<<<<

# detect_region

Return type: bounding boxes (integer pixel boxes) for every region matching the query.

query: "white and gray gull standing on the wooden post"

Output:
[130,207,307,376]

>>>>

**WORK INSTRUCTION:**
All lines from the one that contains "Return type: bounding" through the end of the material are to be quoted exactly, with both ends included.

**WRITTEN SOLUTION:**
Return type: bounding boxes (integer pixel boxes) for every region matching the query.

query: "white and gray gull standing on the wooden post"

Output:
[130,207,307,376]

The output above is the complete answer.